Should any entry include an image, skip the image and copy the entry exactly.

═════ RECORDS SUPPLIED

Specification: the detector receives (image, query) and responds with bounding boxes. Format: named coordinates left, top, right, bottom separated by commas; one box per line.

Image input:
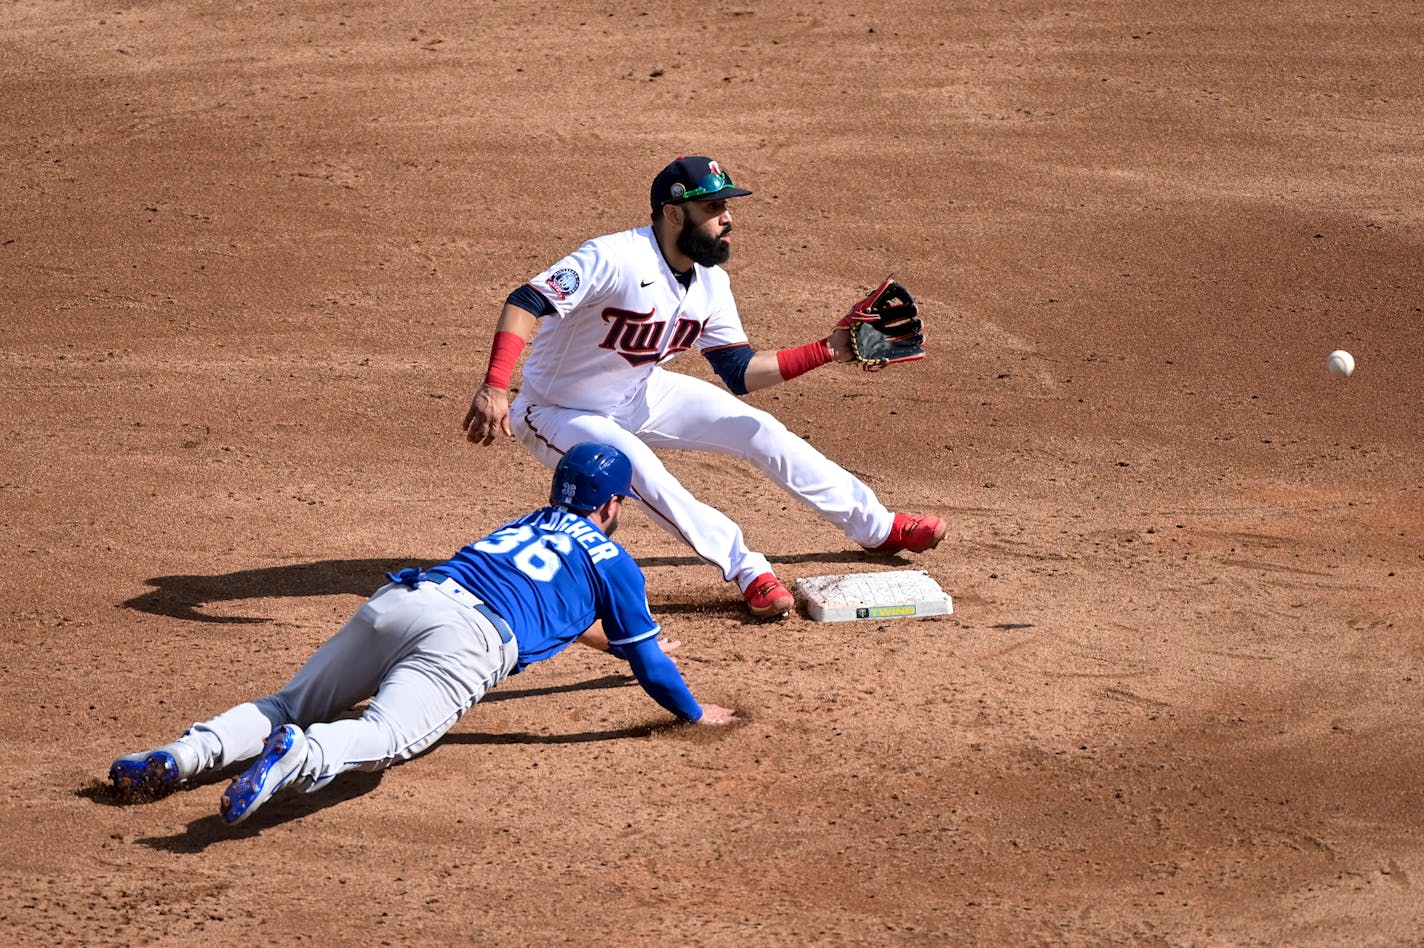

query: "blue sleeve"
left=620, top=636, right=703, bottom=721
left=702, top=343, right=755, bottom=396
left=595, top=549, right=661, bottom=647
left=507, top=283, right=556, bottom=317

══════════

ANSWER FOR THE TASK |
Specification: the detector receives (image, query) and responds with bounding boxes. Format: named coordinates left, top, right, bottom separated by commas; one box per line.

Image input:

query: "blue sleeve"
left=620, top=636, right=703, bottom=721
left=702, top=343, right=755, bottom=396
left=595, top=549, right=661, bottom=647
left=507, top=283, right=556, bottom=317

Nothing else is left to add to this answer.